What to work on ->
Please write out all of the records below exactly as they appear.

Records provided ->
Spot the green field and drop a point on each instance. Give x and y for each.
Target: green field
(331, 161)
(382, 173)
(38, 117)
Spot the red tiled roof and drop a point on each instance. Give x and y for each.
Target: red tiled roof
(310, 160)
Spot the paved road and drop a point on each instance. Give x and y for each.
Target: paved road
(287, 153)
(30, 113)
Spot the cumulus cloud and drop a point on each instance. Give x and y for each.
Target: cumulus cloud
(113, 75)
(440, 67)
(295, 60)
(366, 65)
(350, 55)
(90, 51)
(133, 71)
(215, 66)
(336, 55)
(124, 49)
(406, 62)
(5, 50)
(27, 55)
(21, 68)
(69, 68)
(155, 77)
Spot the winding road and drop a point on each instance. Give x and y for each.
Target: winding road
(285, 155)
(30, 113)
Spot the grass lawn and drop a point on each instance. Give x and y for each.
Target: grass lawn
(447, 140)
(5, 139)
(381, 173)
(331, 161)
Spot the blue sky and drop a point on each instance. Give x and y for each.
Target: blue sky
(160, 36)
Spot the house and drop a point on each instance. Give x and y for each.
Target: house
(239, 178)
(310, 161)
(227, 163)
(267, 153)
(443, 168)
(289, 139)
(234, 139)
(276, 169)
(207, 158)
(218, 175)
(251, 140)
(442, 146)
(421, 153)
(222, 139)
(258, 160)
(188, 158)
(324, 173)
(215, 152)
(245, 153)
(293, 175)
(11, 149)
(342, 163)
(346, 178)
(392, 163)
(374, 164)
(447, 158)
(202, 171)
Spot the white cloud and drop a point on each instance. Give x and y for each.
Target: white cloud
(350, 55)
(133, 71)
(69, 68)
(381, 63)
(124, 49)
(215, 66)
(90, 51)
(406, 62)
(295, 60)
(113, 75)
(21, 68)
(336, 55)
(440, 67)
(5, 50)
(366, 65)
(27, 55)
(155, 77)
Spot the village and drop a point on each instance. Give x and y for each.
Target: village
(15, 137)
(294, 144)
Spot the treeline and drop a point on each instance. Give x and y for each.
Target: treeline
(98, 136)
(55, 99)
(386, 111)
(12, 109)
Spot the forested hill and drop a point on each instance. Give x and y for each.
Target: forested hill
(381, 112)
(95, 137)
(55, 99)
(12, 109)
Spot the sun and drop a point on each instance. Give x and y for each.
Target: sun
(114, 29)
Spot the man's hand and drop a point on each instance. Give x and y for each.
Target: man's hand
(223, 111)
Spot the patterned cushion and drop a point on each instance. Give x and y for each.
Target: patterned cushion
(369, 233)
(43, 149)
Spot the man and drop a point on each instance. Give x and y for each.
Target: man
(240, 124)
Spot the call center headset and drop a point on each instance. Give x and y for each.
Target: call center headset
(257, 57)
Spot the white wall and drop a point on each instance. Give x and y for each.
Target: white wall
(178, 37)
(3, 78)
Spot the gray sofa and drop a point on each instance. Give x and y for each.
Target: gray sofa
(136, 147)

Worked solution ->
Spot the green field and drop a point on each instance. Give x and y for each.
Target: green field
(331, 161)
(382, 173)
(38, 117)
Spot the red tiled roof and drop a point on each instance. Give x and y for each.
Target: red tiled roof
(310, 160)
Spot the paved road and drop a point on each instance. Give x and y for each.
Target: paved road
(287, 153)
(30, 113)
Spot the cumulus cloud and drop a point on each instance. Give x and y for each.
Target: cumulus cloud
(113, 75)
(440, 67)
(295, 60)
(366, 65)
(350, 55)
(90, 51)
(133, 71)
(215, 66)
(336, 55)
(124, 49)
(406, 62)
(5, 50)
(27, 55)
(21, 68)
(69, 68)
(155, 77)
Spot the winding road and drop a point on each instance. Give x and y for each.
Target: winding road
(285, 155)
(30, 113)
Spot the grass lawn and drop a point on each instance. Give x and y for each.
Target: grass lawn
(447, 140)
(5, 139)
(381, 173)
(331, 161)
Spot the blue sky and drop a point on each instance. Give x and y for each.
Target: blue sky
(160, 36)
Spot the house and drop a point on each instance. Give x and y for each.
Target: house
(239, 178)
(310, 161)
(227, 163)
(267, 153)
(443, 168)
(289, 139)
(234, 139)
(276, 169)
(207, 158)
(218, 175)
(251, 140)
(442, 146)
(421, 153)
(222, 139)
(258, 160)
(188, 158)
(324, 173)
(215, 152)
(245, 153)
(293, 175)
(11, 149)
(342, 163)
(346, 178)
(392, 163)
(374, 164)
(447, 158)
(202, 171)
Spot the white cloud and drop a point on each instance. Give x and y for each.
Target: white cloud
(350, 55)
(133, 71)
(69, 68)
(381, 63)
(124, 49)
(215, 66)
(90, 51)
(406, 62)
(295, 60)
(113, 75)
(21, 68)
(336, 55)
(440, 67)
(5, 50)
(366, 65)
(27, 55)
(155, 77)
Spot the village and drop a point on each instance. Give x and y for each.
Target: village
(15, 137)
(294, 144)
Spot the treeline and drop a point on each instance. Give x and y for each.
Target: treeline
(98, 136)
(55, 99)
(386, 111)
(12, 109)
Spot the forested hill and drop a point on each instance. Give x and y for each.
Target: forested hill
(381, 112)
(95, 137)
(55, 99)
(12, 109)
Spot the sun and drop a point on each instance. Give x and y for each.
Target: sun
(114, 29)
Spot the man's hand and drop a point on each instance. Give x and y for each.
Target: man's hand
(223, 111)
Spot the patterned cushion and drop a point on each instance. Give x and y for each.
Target: patterned cushion
(369, 233)
(43, 149)
Spot the man and drop a point on each instance. Give x and y for each.
Target: man
(240, 124)
Spot the call center headset and drop a point on each instance. Give x and y for each.
Target: call center headset
(257, 57)
Spot the white wall and drop a point on each instance. Give x and y for each.
Target: white wall
(178, 37)
(3, 78)
Spot the gray sofa and drop a point on each instance. Give x and y for each.
Target: gray sofa
(136, 147)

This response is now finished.